**BRIEF:** Take the line that contains "Every instance of the blurred leaf" as the first line and the last line of the material below as the final one; reproduce exactly the lines between, inclusive.

Start of DATA FOR THIS TASK

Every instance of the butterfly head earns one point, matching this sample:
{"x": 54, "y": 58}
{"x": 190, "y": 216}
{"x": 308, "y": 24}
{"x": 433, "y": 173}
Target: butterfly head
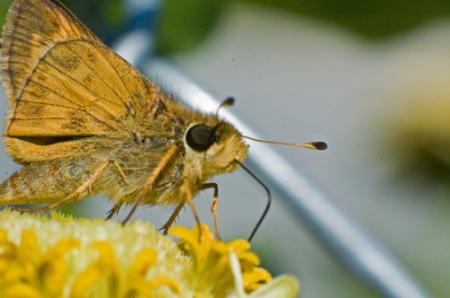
{"x": 213, "y": 149}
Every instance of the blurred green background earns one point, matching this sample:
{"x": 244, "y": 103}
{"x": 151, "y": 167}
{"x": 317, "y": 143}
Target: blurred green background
{"x": 184, "y": 24}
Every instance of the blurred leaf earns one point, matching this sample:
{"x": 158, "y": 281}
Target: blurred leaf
{"x": 370, "y": 18}
{"x": 184, "y": 24}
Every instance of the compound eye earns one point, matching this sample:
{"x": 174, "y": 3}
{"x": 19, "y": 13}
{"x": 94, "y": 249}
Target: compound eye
{"x": 200, "y": 137}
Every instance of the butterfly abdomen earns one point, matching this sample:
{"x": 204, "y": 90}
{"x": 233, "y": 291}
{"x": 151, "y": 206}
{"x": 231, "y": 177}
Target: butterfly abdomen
{"x": 43, "y": 182}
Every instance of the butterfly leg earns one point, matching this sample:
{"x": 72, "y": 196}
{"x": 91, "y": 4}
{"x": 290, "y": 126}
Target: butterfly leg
{"x": 86, "y": 185}
{"x": 151, "y": 179}
{"x": 214, "y": 205}
{"x": 191, "y": 203}
{"x": 172, "y": 218}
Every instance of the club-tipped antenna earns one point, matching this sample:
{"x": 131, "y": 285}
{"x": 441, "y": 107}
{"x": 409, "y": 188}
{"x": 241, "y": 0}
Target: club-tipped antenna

End of DATA FOR THIS TASK

**EXERCISE OUTPUT:**
Every instance of the blurred leaf earns one point, matching this sample:
{"x": 158, "y": 281}
Target: blurred leaf
{"x": 370, "y": 18}
{"x": 184, "y": 24}
Every instance of the compound eye earns one point, matching this sample:
{"x": 174, "y": 3}
{"x": 19, "y": 13}
{"x": 94, "y": 249}
Target: compound eye
{"x": 200, "y": 137}
Every instance of the butterfly abdomen earns one point, matching this sample:
{"x": 204, "y": 90}
{"x": 233, "y": 291}
{"x": 151, "y": 206}
{"x": 231, "y": 177}
Target: butterfly abdomen
{"x": 43, "y": 182}
Every instance of the butterfly leg earns one point, matching this sample:
{"x": 72, "y": 196}
{"x": 91, "y": 4}
{"x": 290, "y": 126}
Target: butterfly leg
{"x": 86, "y": 185}
{"x": 151, "y": 179}
{"x": 214, "y": 205}
{"x": 191, "y": 203}
{"x": 172, "y": 218}
Every instance of the club-tipped antenna earns one point, matching this sample:
{"x": 131, "y": 285}
{"x": 441, "y": 107}
{"x": 409, "y": 188}
{"x": 241, "y": 0}
Target: club-tipped antenna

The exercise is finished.